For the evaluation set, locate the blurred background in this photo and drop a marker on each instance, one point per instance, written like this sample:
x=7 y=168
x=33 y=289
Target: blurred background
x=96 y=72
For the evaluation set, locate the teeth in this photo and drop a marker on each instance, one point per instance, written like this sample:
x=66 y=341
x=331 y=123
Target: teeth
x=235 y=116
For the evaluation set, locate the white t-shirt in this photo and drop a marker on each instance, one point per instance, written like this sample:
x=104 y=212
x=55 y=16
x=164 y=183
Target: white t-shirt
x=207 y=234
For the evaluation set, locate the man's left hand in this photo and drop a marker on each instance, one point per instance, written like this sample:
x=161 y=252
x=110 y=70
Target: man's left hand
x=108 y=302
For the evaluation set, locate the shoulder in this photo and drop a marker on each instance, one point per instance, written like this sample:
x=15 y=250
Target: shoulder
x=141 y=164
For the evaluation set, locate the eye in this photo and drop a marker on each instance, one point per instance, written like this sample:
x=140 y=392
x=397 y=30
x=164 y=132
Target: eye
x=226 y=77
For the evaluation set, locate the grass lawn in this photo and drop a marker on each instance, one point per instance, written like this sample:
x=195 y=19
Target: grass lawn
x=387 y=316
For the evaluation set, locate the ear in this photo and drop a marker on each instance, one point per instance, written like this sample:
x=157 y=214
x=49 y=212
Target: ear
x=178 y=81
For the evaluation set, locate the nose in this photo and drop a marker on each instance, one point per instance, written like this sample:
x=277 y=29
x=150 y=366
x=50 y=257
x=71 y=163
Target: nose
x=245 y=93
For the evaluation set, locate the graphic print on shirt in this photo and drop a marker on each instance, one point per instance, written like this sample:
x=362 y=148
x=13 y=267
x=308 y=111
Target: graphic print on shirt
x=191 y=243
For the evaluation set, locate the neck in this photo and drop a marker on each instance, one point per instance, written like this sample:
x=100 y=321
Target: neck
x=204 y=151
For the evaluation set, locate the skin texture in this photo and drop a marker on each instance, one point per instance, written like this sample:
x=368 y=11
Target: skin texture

◆ ◆ ◆

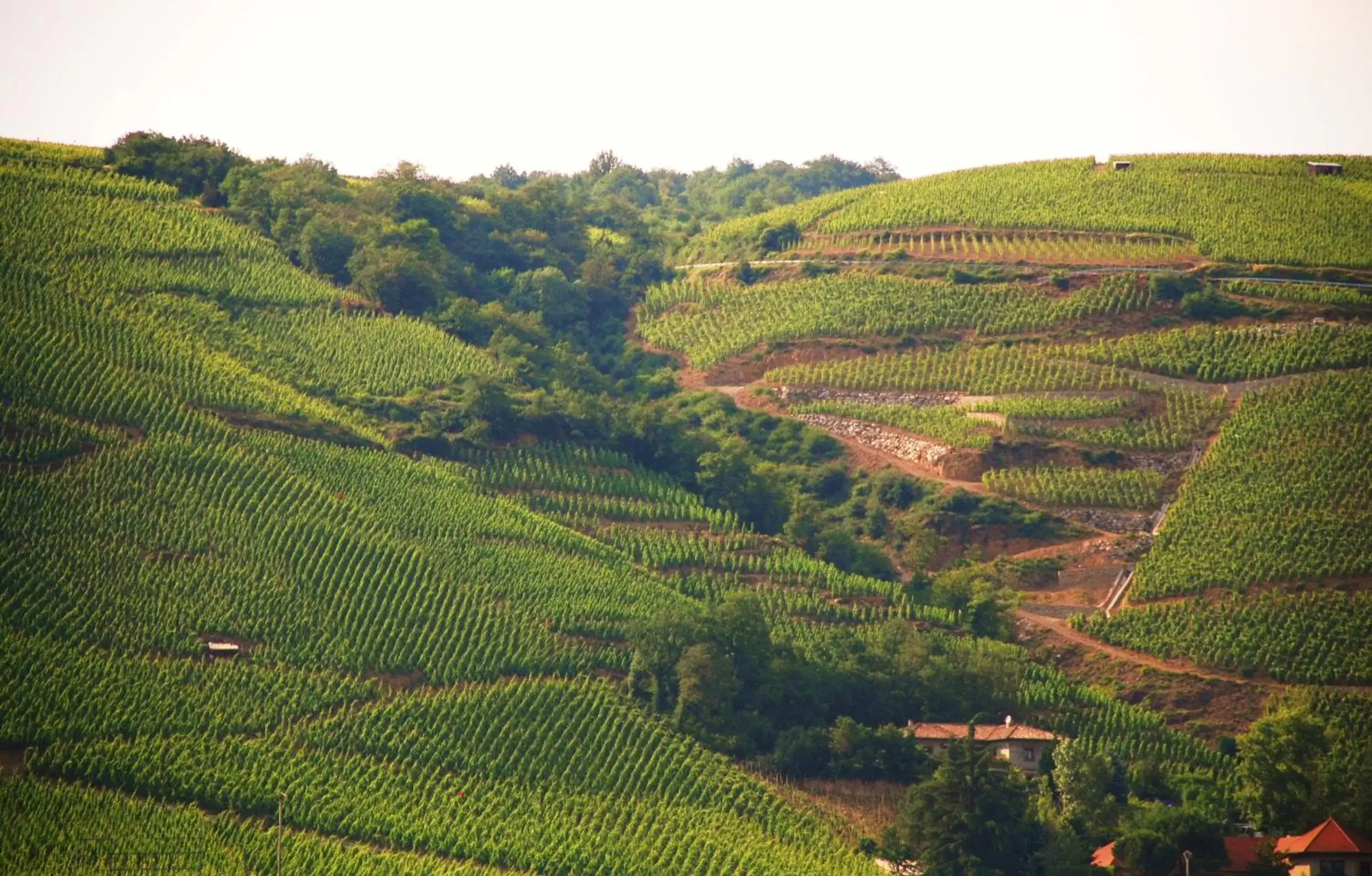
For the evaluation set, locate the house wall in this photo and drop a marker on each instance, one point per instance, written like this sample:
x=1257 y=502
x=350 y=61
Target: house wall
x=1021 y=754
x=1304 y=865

◆ ◆ ◆

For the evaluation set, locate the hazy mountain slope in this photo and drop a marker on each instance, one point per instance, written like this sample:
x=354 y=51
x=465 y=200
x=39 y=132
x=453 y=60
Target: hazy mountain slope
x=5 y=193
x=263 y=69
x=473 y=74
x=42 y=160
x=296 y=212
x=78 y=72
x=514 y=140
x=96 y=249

◆ ◆ ◆

■ Problem description ■
Rewrite the data lines as a Markdown table with the columns Index and Text. Begin at the line containing "For the evaluation set, locate the eye" and continue through the line containing "x=387 y=316", including both of those lines. Put the row number under Index and the line under Text, and leave out blank lines.

■ Answer to this exercise ■
| Index | Text |
|---|---|
| 1 | For the evaluation set, locate the eye in this photo and drop a marker on each instance, one point per instance, written like this sample: |
| 2 | x=140 y=392 |
| 3 | x=397 y=30 |
| 4 | x=164 y=132 |
| 5 | Target: eye |
| 6 | x=226 y=77 |
| 7 | For the evaluation set, locate the grass lawn in this photo and drop a marker on each instance, one point per instance, written like this sample: |
| 8 | x=195 y=19 |
| 9 | Target: grass lawn |
| 10 | x=387 y=316 |